───── Listing ─────

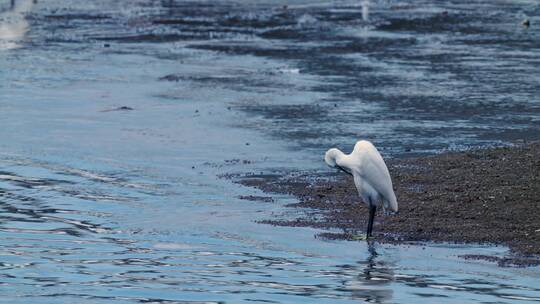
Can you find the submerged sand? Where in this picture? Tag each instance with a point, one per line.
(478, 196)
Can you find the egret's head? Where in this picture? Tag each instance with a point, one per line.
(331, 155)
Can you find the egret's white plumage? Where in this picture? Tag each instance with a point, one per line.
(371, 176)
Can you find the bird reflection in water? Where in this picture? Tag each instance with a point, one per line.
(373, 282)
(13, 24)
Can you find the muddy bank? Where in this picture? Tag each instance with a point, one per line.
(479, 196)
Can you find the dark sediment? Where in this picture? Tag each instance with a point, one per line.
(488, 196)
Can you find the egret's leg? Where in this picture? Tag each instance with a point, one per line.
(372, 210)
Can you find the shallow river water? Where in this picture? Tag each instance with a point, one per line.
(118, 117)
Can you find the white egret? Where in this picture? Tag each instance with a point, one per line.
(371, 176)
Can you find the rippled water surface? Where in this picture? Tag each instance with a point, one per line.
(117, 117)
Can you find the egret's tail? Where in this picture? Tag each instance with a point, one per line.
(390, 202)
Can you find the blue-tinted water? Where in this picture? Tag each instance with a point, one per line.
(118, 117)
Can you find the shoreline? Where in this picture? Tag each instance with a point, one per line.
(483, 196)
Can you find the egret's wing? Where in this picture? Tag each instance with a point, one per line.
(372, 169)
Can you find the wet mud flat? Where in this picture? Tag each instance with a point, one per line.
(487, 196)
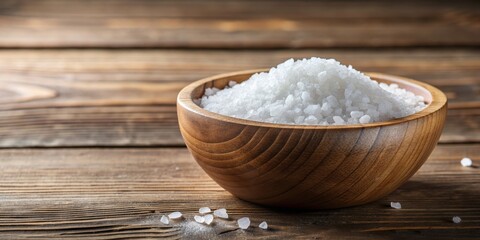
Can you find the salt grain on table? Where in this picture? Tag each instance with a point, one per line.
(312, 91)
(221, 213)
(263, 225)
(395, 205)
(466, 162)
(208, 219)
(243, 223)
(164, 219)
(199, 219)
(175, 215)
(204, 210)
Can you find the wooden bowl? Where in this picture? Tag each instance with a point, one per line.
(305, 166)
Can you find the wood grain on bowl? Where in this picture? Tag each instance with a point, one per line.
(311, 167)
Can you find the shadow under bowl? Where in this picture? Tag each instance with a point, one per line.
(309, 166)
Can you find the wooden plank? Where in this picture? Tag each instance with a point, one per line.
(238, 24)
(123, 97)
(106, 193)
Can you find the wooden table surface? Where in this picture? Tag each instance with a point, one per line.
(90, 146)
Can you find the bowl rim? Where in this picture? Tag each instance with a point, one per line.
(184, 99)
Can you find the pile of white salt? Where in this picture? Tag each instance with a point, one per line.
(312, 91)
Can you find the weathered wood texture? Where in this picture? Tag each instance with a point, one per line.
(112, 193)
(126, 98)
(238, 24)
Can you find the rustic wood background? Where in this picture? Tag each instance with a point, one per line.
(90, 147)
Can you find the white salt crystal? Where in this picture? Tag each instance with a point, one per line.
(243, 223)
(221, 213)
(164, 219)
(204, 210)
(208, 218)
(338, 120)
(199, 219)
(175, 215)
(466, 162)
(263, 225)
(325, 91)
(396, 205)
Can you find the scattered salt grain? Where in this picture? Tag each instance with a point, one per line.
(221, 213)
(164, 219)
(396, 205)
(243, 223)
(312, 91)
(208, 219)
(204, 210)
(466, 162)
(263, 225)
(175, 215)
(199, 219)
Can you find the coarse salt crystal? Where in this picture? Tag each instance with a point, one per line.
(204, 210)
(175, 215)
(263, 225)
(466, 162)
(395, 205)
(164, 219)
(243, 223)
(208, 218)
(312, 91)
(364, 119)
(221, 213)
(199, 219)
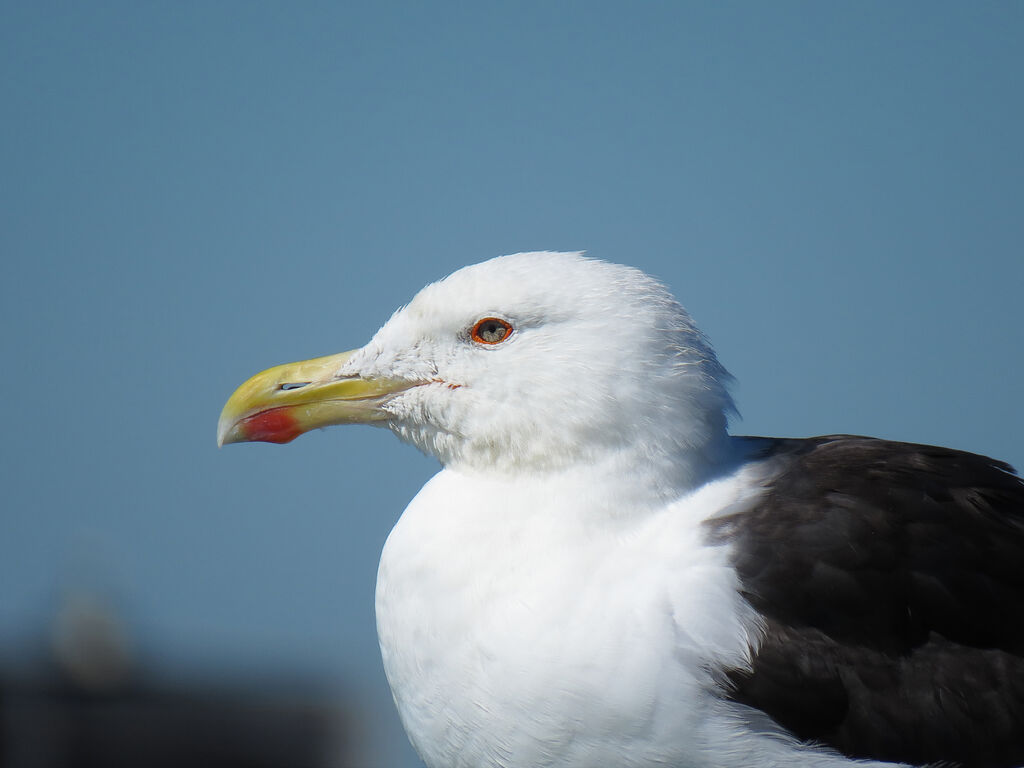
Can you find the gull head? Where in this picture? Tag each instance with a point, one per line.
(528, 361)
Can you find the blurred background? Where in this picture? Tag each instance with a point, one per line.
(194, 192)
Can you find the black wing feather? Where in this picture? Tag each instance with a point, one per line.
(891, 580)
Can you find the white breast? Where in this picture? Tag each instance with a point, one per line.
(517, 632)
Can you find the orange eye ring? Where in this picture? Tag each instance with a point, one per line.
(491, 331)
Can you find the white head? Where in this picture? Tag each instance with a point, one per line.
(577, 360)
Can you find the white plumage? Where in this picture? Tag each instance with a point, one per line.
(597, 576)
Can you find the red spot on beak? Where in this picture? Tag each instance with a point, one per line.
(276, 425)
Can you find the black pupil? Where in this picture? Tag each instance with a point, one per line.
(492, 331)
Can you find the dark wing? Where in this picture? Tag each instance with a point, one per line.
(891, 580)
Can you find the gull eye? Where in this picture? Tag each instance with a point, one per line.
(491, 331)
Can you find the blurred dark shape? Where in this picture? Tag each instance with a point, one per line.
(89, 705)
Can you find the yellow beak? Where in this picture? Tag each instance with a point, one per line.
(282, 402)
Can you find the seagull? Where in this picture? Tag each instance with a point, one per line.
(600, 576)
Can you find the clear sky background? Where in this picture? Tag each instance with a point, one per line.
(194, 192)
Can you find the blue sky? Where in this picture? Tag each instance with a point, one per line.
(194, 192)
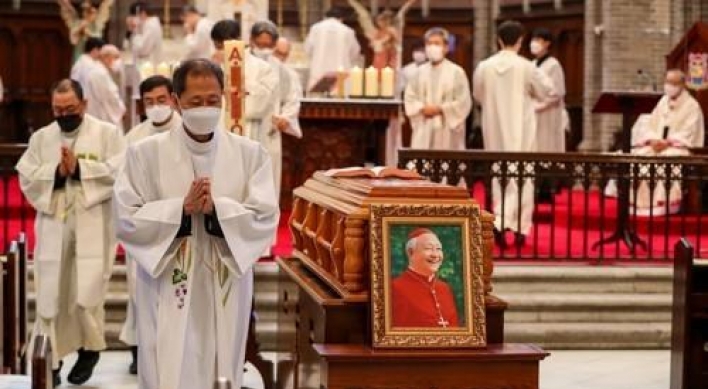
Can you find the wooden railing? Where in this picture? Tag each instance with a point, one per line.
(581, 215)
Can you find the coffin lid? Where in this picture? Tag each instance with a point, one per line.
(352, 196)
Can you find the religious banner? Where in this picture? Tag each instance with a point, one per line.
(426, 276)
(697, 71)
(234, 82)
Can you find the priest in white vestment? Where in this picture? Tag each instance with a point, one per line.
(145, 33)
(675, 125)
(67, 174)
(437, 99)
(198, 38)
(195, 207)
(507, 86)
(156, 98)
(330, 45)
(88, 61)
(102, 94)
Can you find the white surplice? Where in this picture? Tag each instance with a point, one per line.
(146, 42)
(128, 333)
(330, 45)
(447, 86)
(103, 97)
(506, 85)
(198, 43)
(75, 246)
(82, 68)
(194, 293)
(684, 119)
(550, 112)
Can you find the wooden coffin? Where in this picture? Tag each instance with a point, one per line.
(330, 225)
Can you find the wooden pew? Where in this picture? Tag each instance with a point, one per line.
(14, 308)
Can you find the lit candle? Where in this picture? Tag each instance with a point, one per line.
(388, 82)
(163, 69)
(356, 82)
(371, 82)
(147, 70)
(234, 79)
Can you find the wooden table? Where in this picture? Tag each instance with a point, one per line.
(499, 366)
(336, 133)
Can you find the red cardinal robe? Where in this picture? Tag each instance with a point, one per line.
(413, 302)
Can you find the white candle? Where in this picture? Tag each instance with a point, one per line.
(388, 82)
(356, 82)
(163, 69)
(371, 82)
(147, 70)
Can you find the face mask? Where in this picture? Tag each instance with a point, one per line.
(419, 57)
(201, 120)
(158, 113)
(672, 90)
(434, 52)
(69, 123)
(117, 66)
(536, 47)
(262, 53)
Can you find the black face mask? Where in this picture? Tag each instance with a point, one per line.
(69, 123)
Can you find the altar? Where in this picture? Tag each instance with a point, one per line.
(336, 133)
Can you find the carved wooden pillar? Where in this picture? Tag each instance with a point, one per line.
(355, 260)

─────

→ Requirements
Write out the listing above exactly as it stands, pictures excluded.

→ Solution for this exercise
Can you find the submerged sand? Where in this picture? Tag each instance with a point, one per line.
(478, 196)
Can you find the egret's head? Where in this picture? Tag each instance with a point, one per line.
(331, 155)
Can you find the egret's white plumage? Where in this picture? Tag each instance with a point, one per line.
(371, 176)
Can you find the bird reflection in water? Where in this picture? Tag each instance with a point, one per line.
(373, 282)
(13, 24)
Can you find the muddy bank? Where in this picture? Tag each instance with a point, one per line.
(479, 196)
Can you find the dark sediment? Where in this picture? Tag each instance with a point, one per line.
(488, 196)
Can you find the egret's leg? Where in this picture? Tag each instance with a point, one per line.
(372, 210)
Can you find the shallow river water? Where in this picture? Tag each instance with a point, one per line.
(118, 117)
Can you find the white egret? Where in this picture? Tag each instance with a point, one per line.
(371, 176)
Can you find the rippled water surface? Where in this picture? Tag each instance with a point, one per line.
(117, 117)
Can you find the egret's tail? Where in this picture? Tag each instance with a point, one per line.
(390, 202)
Can you find the blue-tinted water? Where in this picture? Tag each instance with a point, one per line.
(118, 117)
Can you find the shoreline? Where in this picture? Tag each instance with a point, one per line.
(483, 196)
Can you find the egret's wing? Where in this picture? Tag each instance with a point, one per line.
(372, 169)
Can you find the wet mud flat? Where in this picture? Tag each instance with a point, one per line.
(487, 196)
Can you find the salt grain on table? Where in this picture? Tag each instance with a point, one per line.
(312, 91)
(221, 213)
(263, 225)
(395, 205)
(466, 162)
(208, 219)
(243, 223)
(164, 219)
(199, 219)
(175, 215)
(204, 210)
Can you find the wooden bowl? Where in this picture? Tag each instance with a point, one per line.
(305, 166)
Can you find the wood grain on bowl? Where in this picture? Tag each instance with a point, one per line.
(311, 167)
Can you find the shadow under bowl? Where in this picture? Tag each instance with a point, one per line.
(309, 166)
Can you find the wooden plank? Where in this picture? Tag each instance with a point, one per line.
(238, 24)
(123, 97)
(106, 193)
Can you find the wooden table surface? Where in this picture? Tag each instance with a point, one per line.
(90, 146)
Can you find the bowl rim? Where in this picture? Tag each instance with a point, one per line.
(184, 99)
Can you find the pile of white salt? Where in this picture? Tag each instance with a point, one per line.
(312, 91)
Can you find the weathered wood texture? Where in this picture? Tag each instance with a point, one per line.
(112, 193)
(126, 98)
(238, 24)
Can you find the rustic wood background? Where in this picture? Tag each instance with a point, one per line.
(90, 147)
Can you find the white salt crystal? Where in this picture? Tag each instance with a point, one per line.
(243, 223)
(221, 213)
(164, 219)
(204, 210)
(208, 218)
(338, 120)
(199, 219)
(175, 215)
(466, 162)
(263, 225)
(325, 91)
(396, 205)
Can you find the scattered salt grain? Where in this picture? Tag each instance with a point, one per line.
(221, 213)
(164, 219)
(396, 205)
(243, 223)
(312, 91)
(208, 219)
(204, 210)
(466, 162)
(263, 225)
(175, 215)
(199, 219)
Can you find the coarse salt crystal? Where in this picture? Tag each instance with a point, one per line.
(204, 210)
(175, 215)
(263, 225)
(466, 162)
(395, 205)
(164, 219)
(243, 223)
(208, 218)
(312, 91)
(364, 119)
(221, 213)
(199, 219)
Can you find the gull head? Where in this picture? Tag each instance with a point, one per line.
(528, 361)
Can you find the blurred background? Where in this picture? Tag each instance with a point, one per line.
(194, 192)
Can you find the black wing feather? Where in this picture? Tag each instance with a point, one per line.
(891, 580)
Can you find the white breast? Where in this picture? Tag each instance with a point, one per line.
(517, 632)
Can you find the orange eye ring? Where in this picture? Tag each instance with a point, one per line.
(491, 331)
Can you find the white head? Where in this picture? Tag each instance with a point, one per line.
(577, 360)
Can you find the white plumage? Where in this picture? Tag each instance with a point, one per line.
(597, 576)
Can you find the red spot on beak? Where in this picture? Tag each instance with a point, one per line.
(276, 425)
Can you find the black pupil? Where in this picture? Tag each instance with a point, one per line.
(492, 331)
Can you find the dark wing? Where in this picture? Tag each instance with a point, one per line.
(891, 580)
Can you find the gull eye? Where in this picture? Tag each instance with a point, one per line.
(491, 331)
Can you find the blurred dark shape? Where in this picture? Tag each instance with a point, one per line.
(89, 705)
Can you find the yellow beak? Where in this picture? Tag each instance with a point, one per line.
(282, 402)
Can you find the seagull? Where in this picture? Tag each instance with a point, one per line.
(600, 576)
Can you find the clear sky background? Where in this picture? Tag each instance with a point, one per line.
(194, 192)
Can you find the blue sky? Where in this picture? Tag each instance with a point, one per line.
(194, 192)
Can you find the wooden railing? Where in this picture? Tag each instance with a point, one per line.
(581, 215)
Can you find the coffin lid? Where in this picture? Tag each instance with a point, one per line.
(352, 196)
Can you find the religious banner? Where in this picture? Tag each instance with a point, one per line.
(426, 276)
(697, 71)
(234, 82)
Can you find the priest in white vestment? Where in this picture? Tag each instance with a point, one per line.
(145, 33)
(675, 125)
(67, 174)
(437, 99)
(198, 38)
(195, 207)
(507, 86)
(156, 98)
(330, 45)
(88, 61)
(102, 94)
Can you find the white surplice? Where in this picture? Tag each instance with a point, one per line.
(146, 42)
(128, 333)
(330, 45)
(447, 86)
(103, 97)
(506, 85)
(198, 43)
(75, 246)
(82, 68)
(194, 293)
(684, 119)
(550, 112)
Can you find the wooden coffin? Where in this picture? Tag each instance with a point, one per line.
(330, 225)
Can you find the wooden pew? Where in this picture? Tag each instance with a point, one per line.
(14, 308)
Can you find the lit candle? Where in this picture? Tag each instance with a point, one per line.
(388, 82)
(163, 69)
(356, 82)
(371, 82)
(147, 70)
(234, 79)
Can you find the wooden table? Where in this picture? Tag each instance with a point, one per line.
(499, 366)
(336, 133)
Can you find the red cardinal robe? Where in this picture? Tag each instance with a point, one per line.
(413, 302)
Can you find the white candle? Where in this picture? Tag each instance with a point, one per line.
(388, 82)
(356, 82)
(163, 69)
(371, 82)
(147, 70)
Can you find the face mask? Where in this picture? Tag each instance with a point, one per line.
(419, 57)
(201, 120)
(158, 113)
(672, 90)
(434, 52)
(69, 123)
(117, 66)
(536, 47)
(262, 53)
Can you find the black face mask? Where in this picture? Tag each instance with a point, one per line.
(69, 123)
Can you find the altar? Where in this picture? Tag each instance with a point, one per line.
(336, 133)
Can you find the carved wooden pillar? Where in this picture? Tag each instance with a point, one per line.
(355, 260)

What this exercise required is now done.